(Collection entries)
· · · ·

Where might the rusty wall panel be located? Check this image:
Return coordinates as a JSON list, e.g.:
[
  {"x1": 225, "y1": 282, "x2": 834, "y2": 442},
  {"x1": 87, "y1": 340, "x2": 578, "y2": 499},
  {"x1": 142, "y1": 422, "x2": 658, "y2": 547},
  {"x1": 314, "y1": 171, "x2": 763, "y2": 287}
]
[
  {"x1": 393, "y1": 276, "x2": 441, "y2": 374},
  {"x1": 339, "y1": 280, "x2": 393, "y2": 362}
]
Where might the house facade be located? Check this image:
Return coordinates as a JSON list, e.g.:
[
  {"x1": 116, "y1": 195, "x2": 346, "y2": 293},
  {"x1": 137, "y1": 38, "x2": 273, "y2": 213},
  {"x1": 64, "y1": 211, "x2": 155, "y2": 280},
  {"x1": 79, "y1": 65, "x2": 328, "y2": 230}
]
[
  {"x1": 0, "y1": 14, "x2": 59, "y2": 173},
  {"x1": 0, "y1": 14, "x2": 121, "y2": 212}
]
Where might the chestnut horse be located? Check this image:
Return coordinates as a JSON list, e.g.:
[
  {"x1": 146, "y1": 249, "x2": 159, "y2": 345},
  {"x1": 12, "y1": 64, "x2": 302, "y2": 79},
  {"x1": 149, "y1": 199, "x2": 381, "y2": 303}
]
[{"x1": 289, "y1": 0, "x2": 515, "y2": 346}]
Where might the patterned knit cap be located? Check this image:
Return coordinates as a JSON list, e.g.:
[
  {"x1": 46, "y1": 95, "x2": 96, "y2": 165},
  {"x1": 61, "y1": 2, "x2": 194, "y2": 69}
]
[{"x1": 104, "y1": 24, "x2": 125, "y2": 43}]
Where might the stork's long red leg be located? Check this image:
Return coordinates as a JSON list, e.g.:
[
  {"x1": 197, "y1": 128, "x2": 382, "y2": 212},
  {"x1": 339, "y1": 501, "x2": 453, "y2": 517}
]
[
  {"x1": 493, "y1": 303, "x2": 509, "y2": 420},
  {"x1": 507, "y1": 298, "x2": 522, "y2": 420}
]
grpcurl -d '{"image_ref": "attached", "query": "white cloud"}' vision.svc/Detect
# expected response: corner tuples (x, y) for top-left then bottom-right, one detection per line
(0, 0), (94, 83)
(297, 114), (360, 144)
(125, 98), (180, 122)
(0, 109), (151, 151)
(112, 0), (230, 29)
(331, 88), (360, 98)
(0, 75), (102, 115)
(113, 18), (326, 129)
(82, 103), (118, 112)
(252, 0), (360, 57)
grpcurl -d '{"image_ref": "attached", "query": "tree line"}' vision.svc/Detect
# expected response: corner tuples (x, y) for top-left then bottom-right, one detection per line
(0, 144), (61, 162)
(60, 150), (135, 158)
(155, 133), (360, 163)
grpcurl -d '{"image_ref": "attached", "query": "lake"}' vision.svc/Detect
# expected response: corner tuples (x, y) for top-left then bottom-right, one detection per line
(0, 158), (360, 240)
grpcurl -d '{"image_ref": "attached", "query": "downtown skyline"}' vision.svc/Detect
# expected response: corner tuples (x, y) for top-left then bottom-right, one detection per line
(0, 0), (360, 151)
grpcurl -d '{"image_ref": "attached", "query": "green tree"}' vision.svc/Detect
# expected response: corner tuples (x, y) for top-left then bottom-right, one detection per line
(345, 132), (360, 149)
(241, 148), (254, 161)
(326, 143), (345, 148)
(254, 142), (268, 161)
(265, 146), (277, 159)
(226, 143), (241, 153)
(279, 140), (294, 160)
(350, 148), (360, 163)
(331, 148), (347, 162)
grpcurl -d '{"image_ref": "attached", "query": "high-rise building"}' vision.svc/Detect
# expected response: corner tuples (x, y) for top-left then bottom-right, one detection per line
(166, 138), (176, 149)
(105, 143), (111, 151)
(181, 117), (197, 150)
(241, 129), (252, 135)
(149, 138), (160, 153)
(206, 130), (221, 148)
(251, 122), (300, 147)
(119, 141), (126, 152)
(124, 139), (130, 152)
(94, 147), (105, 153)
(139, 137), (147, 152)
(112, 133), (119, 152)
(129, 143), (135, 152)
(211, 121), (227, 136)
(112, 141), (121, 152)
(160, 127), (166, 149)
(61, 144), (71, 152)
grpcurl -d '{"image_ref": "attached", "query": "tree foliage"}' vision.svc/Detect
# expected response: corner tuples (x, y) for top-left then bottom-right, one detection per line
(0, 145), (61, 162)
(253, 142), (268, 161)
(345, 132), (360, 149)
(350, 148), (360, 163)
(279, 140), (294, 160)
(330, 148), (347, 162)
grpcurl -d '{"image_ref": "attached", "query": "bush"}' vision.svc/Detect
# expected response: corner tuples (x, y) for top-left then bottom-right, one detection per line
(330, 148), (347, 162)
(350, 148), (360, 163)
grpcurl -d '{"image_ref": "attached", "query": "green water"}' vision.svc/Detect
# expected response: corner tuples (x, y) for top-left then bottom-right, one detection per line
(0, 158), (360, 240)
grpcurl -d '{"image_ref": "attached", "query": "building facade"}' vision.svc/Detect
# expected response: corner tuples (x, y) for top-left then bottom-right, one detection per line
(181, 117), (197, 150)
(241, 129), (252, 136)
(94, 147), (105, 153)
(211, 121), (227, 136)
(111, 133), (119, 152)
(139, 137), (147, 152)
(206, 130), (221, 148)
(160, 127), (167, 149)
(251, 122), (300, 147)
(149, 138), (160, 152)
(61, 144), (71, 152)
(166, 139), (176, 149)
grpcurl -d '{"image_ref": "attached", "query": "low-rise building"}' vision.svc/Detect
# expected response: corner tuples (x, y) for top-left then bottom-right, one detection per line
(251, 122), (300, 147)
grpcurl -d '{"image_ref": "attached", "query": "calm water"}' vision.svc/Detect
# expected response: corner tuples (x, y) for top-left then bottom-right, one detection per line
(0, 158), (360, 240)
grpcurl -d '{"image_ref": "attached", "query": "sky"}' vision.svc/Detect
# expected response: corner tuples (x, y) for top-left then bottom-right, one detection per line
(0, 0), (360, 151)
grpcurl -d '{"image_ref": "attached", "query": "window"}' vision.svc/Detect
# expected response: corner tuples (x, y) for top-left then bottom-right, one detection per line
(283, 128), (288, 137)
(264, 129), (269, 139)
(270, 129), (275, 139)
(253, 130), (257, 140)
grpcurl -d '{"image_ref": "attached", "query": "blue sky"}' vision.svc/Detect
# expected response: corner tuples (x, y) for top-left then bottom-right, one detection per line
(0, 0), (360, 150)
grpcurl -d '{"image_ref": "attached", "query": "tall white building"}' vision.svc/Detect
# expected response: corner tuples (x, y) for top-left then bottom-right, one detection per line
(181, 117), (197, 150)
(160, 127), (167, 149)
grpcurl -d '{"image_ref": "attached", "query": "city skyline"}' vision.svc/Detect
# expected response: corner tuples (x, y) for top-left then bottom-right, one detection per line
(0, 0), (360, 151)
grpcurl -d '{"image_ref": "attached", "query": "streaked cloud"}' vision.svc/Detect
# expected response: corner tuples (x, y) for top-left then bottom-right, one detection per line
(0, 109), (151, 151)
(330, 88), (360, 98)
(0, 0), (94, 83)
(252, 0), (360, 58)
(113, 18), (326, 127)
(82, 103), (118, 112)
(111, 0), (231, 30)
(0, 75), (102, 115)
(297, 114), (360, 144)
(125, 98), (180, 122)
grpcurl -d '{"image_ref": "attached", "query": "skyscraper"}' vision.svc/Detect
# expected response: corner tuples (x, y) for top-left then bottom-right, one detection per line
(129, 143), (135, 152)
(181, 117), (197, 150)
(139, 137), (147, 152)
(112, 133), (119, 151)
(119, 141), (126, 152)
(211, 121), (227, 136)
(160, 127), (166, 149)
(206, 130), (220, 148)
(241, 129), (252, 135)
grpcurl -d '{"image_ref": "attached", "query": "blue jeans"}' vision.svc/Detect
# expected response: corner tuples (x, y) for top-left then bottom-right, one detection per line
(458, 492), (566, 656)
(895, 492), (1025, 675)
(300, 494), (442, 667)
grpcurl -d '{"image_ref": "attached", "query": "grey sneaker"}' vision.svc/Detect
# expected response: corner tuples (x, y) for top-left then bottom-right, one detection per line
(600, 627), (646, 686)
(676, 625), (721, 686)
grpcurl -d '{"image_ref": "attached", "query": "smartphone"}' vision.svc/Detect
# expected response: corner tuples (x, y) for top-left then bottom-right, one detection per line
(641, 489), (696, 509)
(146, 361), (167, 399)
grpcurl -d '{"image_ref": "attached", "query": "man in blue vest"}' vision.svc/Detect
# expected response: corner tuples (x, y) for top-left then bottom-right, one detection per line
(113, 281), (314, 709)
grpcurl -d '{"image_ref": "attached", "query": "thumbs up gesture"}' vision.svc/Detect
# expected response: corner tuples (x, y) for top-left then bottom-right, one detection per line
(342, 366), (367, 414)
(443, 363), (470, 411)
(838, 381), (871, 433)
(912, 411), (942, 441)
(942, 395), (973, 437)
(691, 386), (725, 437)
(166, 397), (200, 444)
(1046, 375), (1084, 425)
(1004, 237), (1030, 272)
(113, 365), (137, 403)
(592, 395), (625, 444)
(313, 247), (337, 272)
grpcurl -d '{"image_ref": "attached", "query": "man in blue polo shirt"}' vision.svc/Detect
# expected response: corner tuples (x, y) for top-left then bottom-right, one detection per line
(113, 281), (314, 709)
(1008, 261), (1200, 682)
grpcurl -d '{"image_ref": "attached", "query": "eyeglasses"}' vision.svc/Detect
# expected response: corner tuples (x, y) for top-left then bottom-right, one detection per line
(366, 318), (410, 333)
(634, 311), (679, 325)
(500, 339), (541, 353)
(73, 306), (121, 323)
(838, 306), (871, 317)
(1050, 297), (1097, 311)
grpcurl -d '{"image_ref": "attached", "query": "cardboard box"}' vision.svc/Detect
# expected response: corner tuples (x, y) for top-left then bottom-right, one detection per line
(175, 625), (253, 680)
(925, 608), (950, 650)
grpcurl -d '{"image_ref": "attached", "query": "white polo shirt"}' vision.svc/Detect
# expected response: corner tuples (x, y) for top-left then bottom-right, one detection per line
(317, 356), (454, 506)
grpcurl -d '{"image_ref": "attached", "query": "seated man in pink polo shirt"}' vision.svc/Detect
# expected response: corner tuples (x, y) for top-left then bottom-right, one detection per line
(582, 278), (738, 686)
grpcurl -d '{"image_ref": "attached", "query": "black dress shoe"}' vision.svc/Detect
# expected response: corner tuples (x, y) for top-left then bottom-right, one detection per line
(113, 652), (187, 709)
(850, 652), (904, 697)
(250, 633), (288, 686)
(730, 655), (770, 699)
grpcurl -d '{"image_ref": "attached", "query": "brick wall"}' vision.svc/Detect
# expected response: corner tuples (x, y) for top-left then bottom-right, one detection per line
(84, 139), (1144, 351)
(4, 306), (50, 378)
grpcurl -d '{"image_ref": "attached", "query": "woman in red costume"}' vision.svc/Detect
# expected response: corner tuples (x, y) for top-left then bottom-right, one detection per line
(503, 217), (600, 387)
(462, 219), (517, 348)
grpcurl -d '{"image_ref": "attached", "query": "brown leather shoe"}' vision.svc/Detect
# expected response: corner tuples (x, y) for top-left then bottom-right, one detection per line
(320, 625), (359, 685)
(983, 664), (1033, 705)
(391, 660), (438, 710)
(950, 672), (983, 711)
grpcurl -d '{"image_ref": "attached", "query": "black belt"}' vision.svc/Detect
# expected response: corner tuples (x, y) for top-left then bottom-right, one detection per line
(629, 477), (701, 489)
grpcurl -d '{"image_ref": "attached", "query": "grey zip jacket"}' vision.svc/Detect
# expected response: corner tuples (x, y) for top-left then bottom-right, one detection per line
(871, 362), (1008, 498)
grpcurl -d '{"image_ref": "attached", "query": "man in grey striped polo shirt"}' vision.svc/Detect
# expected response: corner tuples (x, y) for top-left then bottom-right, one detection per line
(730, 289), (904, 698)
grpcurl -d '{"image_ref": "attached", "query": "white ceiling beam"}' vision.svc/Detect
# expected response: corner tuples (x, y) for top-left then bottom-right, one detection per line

· · · ·

- **What is asked**
Extract each line of the listing above that contains the string "wall", keeping the lines in their original order.

- **Complete output**
Where might the rusty wall panel be located? Check this image:
grpcurl -d '{"image_ref": "attached", "query": "brick wall"}' vision.svc/Detect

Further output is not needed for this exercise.